### BREVE ESERCIZIO:
Stabilisci se ciascuna affermazione concorda con il brano, rispondendo sì o no e citando tra virgolette le parole decisive: (a) Ferrier accettò di tornare a Trento senza attendere altri ordini; (b) il decreto sul purgatorio fu affidato al Cardinal varmiense con otto prelati; (c) tutti i prelati incaricati volevano menzionare il luogo e il fuoco del purgatorio.

### BRANO:
Il Cardinal di Lorena scrisse a Venezia in diligenzia all’ambasciator Ferrier che, essendo accomodato il capo dei principi, dovesse tornar a Trento. Il qual rispose di non poterlo fare, se non aveva particolar commissione di Francia, poiché per le lettere dei 9 il re aveva scritto a lui e anco ad esso cardinale che, quando il decreto fosse stato acconcio ed egli avvisato, averebbe rimandato l’ambasciatore; per il che a lui era necessario aspettar ordine di Sua Maestá. Ma tuttavia scrisse al re che non aveva stimato bene per il suo servizio il tornarci, perché le ragioni regie e libertá della chiesa gallicana erano violate ancora in altri decreti pubblicati in quella sessione.
Ridotta la reforma a buon termine, fu data cura al Cardinal varmiense con otto prelati di formar il decreto di purgatorio, e invocazione, venerazione, reliquie e immagini de’ santi; e quantonque avessero tutti questi fine di non metter a campo cose di difficoltá, non erano concordi. Volevano alcuni di essi far menzione del luoco e del fuoco, come nel concilio fiorentino. Altri dicevano che, non essendo questo senza difficoltá, né essendo cosa riuscibile il trovar parole da esprimerlo che diano sodisfazione a tutti, meglio era non dir altro se non che le buone opere de’ fedeli giovano alli morti per remissione delle pene. L’arcivescovo di Lanciano raccordò che, trattandosi della messa, si era fatta menzione che quel sacrificio è offerito per i defonti in Cristo non intieramente purgati, per le qual parole la dottrina del purgatorio era assai difinita; onde non occorreva altro fare se non ordinare ai vescovi che la facessero predicare e levassero gli abusi, avendo anco cura che non si manchi dei suffragi debiti per i defonti. E in questa sentenzia fu formato il decreto.

### INFORMAZIONI MOSTRATE:
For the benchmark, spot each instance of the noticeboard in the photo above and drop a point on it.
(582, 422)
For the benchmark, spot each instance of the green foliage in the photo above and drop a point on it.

### SOLUZIONE:
(a) No: "Il qual rispose di non poterlo fare, se non aveva particolar commissione di Francia"
(b) Sì: "fu data cura al Cardinal varmiense con otto prelati di formar il decreto di purgatorio"
(c) No: "Volevano alcuni di essi far menzione del luoco e del fuoco"